■ Task instructions
Transcribe every line of the material below without change, apart from dropping the pictures.
Data shown Block Start
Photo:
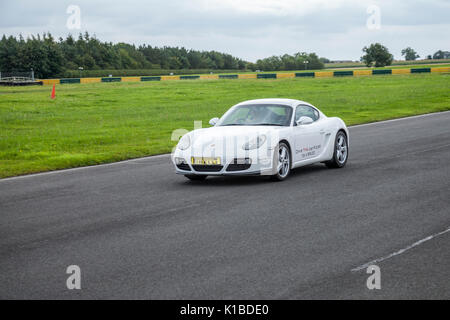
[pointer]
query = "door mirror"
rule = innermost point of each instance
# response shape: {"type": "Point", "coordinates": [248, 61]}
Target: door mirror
{"type": "Point", "coordinates": [304, 120]}
{"type": "Point", "coordinates": [213, 121]}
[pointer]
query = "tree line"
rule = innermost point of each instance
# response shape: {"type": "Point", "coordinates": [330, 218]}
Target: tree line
{"type": "Point", "coordinates": [51, 58]}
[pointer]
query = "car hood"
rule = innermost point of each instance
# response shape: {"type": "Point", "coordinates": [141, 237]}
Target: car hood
{"type": "Point", "coordinates": [230, 137]}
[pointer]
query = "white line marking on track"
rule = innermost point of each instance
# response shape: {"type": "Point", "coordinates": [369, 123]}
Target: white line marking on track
{"type": "Point", "coordinates": [398, 119]}
{"type": "Point", "coordinates": [167, 154]}
{"type": "Point", "coordinates": [396, 253]}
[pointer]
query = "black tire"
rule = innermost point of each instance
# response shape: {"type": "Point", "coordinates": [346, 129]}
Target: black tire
{"type": "Point", "coordinates": [281, 174]}
{"type": "Point", "coordinates": [195, 177]}
{"type": "Point", "coordinates": [339, 158]}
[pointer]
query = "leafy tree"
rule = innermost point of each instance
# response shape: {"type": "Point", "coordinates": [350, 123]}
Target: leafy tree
{"type": "Point", "coordinates": [378, 55]}
{"type": "Point", "coordinates": [410, 54]}
{"type": "Point", "coordinates": [441, 55]}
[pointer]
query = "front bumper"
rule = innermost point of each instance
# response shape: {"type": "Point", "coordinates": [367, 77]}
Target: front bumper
{"type": "Point", "coordinates": [260, 164]}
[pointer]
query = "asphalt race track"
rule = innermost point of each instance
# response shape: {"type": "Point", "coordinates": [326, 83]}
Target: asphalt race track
{"type": "Point", "coordinates": [137, 230]}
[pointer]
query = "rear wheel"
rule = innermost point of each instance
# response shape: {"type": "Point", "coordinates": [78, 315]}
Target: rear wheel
{"type": "Point", "coordinates": [282, 162]}
{"type": "Point", "coordinates": [195, 177]}
{"type": "Point", "coordinates": [340, 153]}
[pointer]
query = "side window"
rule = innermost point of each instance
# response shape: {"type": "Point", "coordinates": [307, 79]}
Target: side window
{"type": "Point", "coordinates": [306, 111]}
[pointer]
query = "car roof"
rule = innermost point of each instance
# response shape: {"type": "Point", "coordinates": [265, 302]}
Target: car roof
{"type": "Point", "coordinates": [288, 102]}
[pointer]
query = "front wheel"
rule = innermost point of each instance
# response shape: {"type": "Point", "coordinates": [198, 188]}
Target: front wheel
{"type": "Point", "coordinates": [340, 153]}
{"type": "Point", "coordinates": [282, 162]}
{"type": "Point", "coordinates": [195, 177]}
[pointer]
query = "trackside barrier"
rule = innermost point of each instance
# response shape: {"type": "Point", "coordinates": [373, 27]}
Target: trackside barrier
{"type": "Point", "coordinates": [401, 71]}
{"type": "Point", "coordinates": [189, 77]}
{"type": "Point", "coordinates": [228, 76]}
{"type": "Point", "coordinates": [343, 73]}
{"type": "Point", "coordinates": [112, 79]}
{"type": "Point", "coordinates": [381, 71]}
{"type": "Point", "coordinates": [266, 76]}
{"type": "Point", "coordinates": [317, 74]}
{"type": "Point", "coordinates": [69, 80]}
{"type": "Point", "coordinates": [420, 70]}
{"type": "Point", "coordinates": [305, 74]}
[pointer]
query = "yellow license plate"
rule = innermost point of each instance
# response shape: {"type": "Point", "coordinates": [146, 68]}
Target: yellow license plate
{"type": "Point", "coordinates": [205, 161]}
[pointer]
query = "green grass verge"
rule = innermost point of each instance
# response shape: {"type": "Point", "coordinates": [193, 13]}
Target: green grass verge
{"type": "Point", "coordinates": [104, 122]}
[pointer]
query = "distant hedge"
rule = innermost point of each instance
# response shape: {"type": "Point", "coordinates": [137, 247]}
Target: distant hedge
{"type": "Point", "coordinates": [139, 72]}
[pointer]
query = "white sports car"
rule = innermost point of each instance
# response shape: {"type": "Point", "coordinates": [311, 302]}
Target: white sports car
{"type": "Point", "coordinates": [263, 137]}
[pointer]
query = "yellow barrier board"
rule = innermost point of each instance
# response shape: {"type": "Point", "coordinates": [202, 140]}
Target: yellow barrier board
{"type": "Point", "coordinates": [209, 76]}
{"type": "Point", "coordinates": [50, 81]}
{"type": "Point", "coordinates": [323, 74]}
{"type": "Point", "coordinates": [441, 69]}
{"type": "Point", "coordinates": [247, 76]}
{"type": "Point", "coordinates": [170, 77]}
{"type": "Point", "coordinates": [362, 72]}
{"type": "Point", "coordinates": [401, 71]}
{"type": "Point", "coordinates": [90, 80]}
{"type": "Point", "coordinates": [285, 75]}
{"type": "Point", "coordinates": [131, 79]}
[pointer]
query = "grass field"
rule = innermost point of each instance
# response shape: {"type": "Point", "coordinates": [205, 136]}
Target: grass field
{"type": "Point", "coordinates": [104, 122]}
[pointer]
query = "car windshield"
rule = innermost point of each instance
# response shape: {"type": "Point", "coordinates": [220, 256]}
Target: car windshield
{"type": "Point", "coordinates": [257, 115]}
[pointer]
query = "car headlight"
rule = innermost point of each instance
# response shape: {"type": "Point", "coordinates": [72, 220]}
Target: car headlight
{"type": "Point", "coordinates": [254, 143]}
{"type": "Point", "coordinates": [184, 142]}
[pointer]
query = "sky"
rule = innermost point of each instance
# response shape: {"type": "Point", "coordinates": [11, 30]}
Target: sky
{"type": "Point", "coordinates": [248, 29]}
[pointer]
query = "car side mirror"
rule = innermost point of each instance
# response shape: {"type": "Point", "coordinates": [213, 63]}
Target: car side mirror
{"type": "Point", "coordinates": [213, 121]}
{"type": "Point", "coordinates": [304, 120]}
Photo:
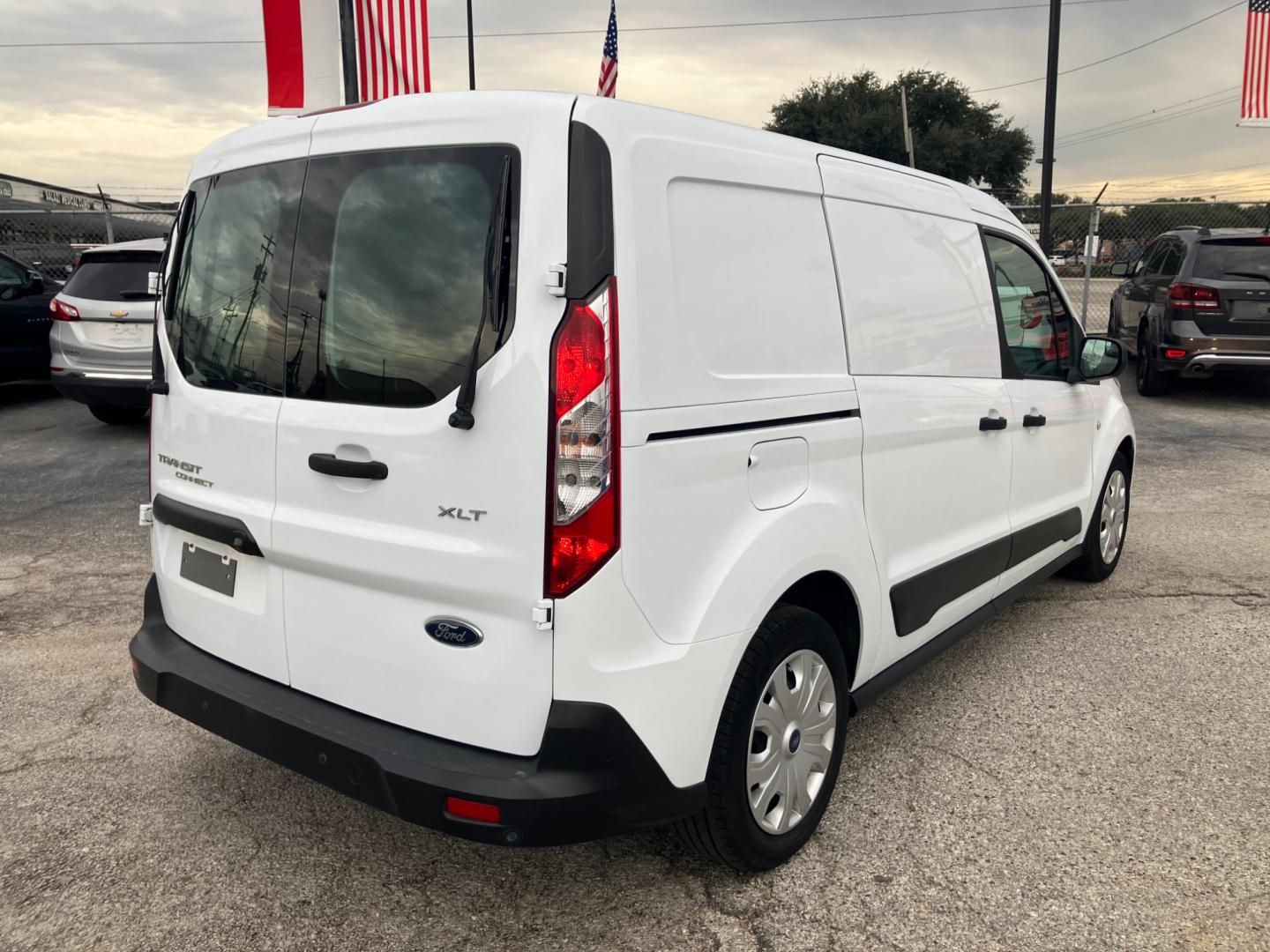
Data shown Block End
■ Task response
Photo:
[pointer]
query = "door mirror"
rule = innermost point of each instance
# response shape: {"type": "Point", "coordinates": [248, 61]}
Target: door mirror
{"type": "Point", "coordinates": [304, 120]}
{"type": "Point", "coordinates": [213, 121]}
[pointer]
query = "tree line"
rule = innermost point of each instance
# response shape: {"type": "Point", "coordinates": [330, 218]}
Target: tree line
{"type": "Point", "coordinates": [51, 58]}
[pointer]
query = "car hood"
rule = innermost point of each instance
# response shape: {"type": "Point", "coordinates": [141, 237]}
Target: car hood
{"type": "Point", "coordinates": [230, 137]}
[pointer]
query = "white line marking on track"
rule = innermost point of each instance
# response shape: {"type": "Point", "coordinates": [369, 123]}
Target: white line marking on track
{"type": "Point", "coordinates": [398, 119]}
{"type": "Point", "coordinates": [167, 154]}
{"type": "Point", "coordinates": [396, 253]}
[pointer]
query = "black tire"
rule = innermost point of each instance
# response shape: {"type": "Point", "coordinates": [346, 129]}
Target: black tire
{"type": "Point", "coordinates": [281, 174]}
{"type": "Point", "coordinates": [195, 177]}
{"type": "Point", "coordinates": [339, 158]}
[pointer]
query = "leafy tree"
rule = innermost point of each instance
# response shape: {"type": "Point", "coordinates": [350, 123]}
Target: leafy tree
{"type": "Point", "coordinates": [378, 55]}
{"type": "Point", "coordinates": [410, 54]}
{"type": "Point", "coordinates": [441, 55]}
[pointer]
query = "front bumper"
rule = innermost point of each instance
# response shape: {"type": "Point", "coordinates": [367, 77]}
Target: front bumper
{"type": "Point", "coordinates": [260, 164]}
[pointer]
query = "asphalt race track"
rule = innermost point of each instance
# response shape: {"type": "Point", "coordinates": [326, 83]}
Target: asphalt race track
{"type": "Point", "coordinates": [137, 230]}
[pointer]
query = "rear wheel"
rule = innermost point of each instance
# response shape: {"type": "Point", "coordinates": [78, 315]}
Target: rear wheel
{"type": "Point", "coordinates": [282, 162]}
{"type": "Point", "coordinates": [195, 177]}
{"type": "Point", "coordinates": [340, 153]}
[pointer]
query = "side window"
rule = innermost point of each instance
# response shape: {"type": "Point", "coordinates": [307, 79]}
Target: side window
{"type": "Point", "coordinates": [306, 111]}
[pointer]
query = "car roof"
rule = innermost point of each instance
# response shape: {"type": "Point", "coordinates": [265, 302]}
Target: car roof
{"type": "Point", "coordinates": [288, 102]}
[pointer]
query = "front wheel"
rule = innermost point of each instance
# response shape: {"type": "Point", "coordinates": [198, 188]}
Target: front wheel
{"type": "Point", "coordinates": [340, 153]}
{"type": "Point", "coordinates": [282, 162]}
{"type": "Point", "coordinates": [195, 177]}
[pointer]
query = "trackside barrier"
rule = innermost point of each instance
# response shape: {"type": "Point", "coordinates": [373, 27]}
Target: trackside barrier
{"type": "Point", "coordinates": [401, 71]}
{"type": "Point", "coordinates": [189, 77]}
{"type": "Point", "coordinates": [228, 76]}
{"type": "Point", "coordinates": [343, 73]}
{"type": "Point", "coordinates": [112, 79]}
{"type": "Point", "coordinates": [381, 71]}
{"type": "Point", "coordinates": [266, 76]}
{"type": "Point", "coordinates": [317, 74]}
{"type": "Point", "coordinates": [69, 80]}
{"type": "Point", "coordinates": [420, 70]}
{"type": "Point", "coordinates": [305, 74]}
[pointer]
query = "yellow license plate"
rule = innermost point of each instance
# response shape: {"type": "Point", "coordinates": [146, 68]}
Target: yellow license plate
{"type": "Point", "coordinates": [205, 161]}
[pointer]
query = "green grass verge"
rule = innermost point of each instance
# response shape: {"type": "Point", "coordinates": [193, 13]}
Target: green grass verge
{"type": "Point", "coordinates": [104, 122]}
[pointer]
query = "distant hedge"
rule = innermost point of each instance
# response shape: {"type": "Point", "coordinates": [137, 247]}
Target: distant hedge
{"type": "Point", "coordinates": [139, 72]}
[pointer]
query = "white sports car"
rule = innermost point of each instance
# response shape: {"type": "Point", "coordinates": [311, 302]}
Target: white sports car
{"type": "Point", "coordinates": [263, 137]}
[pointer]
query = "yellow barrier board"
rule = innermost point of each instance
# response shape: {"type": "Point", "coordinates": [202, 140]}
Target: yellow barrier board
{"type": "Point", "coordinates": [209, 76]}
{"type": "Point", "coordinates": [50, 81]}
{"type": "Point", "coordinates": [323, 74]}
{"type": "Point", "coordinates": [441, 69]}
{"type": "Point", "coordinates": [247, 76]}
{"type": "Point", "coordinates": [170, 77]}
{"type": "Point", "coordinates": [362, 72]}
{"type": "Point", "coordinates": [401, 71]}
{"type": "Point", "coordinates": [90, 80]}
{"type": "Point", "coordinates": [285, 75]}
{"type": "Point", "coordinates": [131, 79]}
[pointer]
query = "grass field"
rule = innermost point of each instance
# response shape: {"type": "Point", "coordinates": [205, 136]}
Target: grass field
{"type": "Point", "coordinates": [104, 122]}
[pointer]
query = "car windshield"
rule = innermost point of each instance
# response shape: {"type": "Point", "coordinates": [220, 256]}
Target: car windshield
{"type": "Point", "coordinates": [257, 115]}
[pointer]
query = "car headlight"
rule = innermost point of each instance
# response shape: {"type": "Point", "coordinates": [72, 220]}
Target: car headlight
{"type": "Point", "coordinates": [254, 143]}
{"type": "Point", "coordinates": [184, 142]}
[pointer]
query = "sky"
rule = innermost point of each instance
# response shape: {"type": "Point", "coordinates": [11, 30]}
Target: sky
{"type": "Point", "coordinates": [248, 29]}
[pointer]
query = "car side mirror"
rule = innermost point of each instance
# response shape: {"type": "Point", "coordinates": [213, 63]}
Target: car side mirror
{"type": "Point", "coordinates": [213, 121]}
{"type": "Point", "coordinates": [304, 120]}
Photo:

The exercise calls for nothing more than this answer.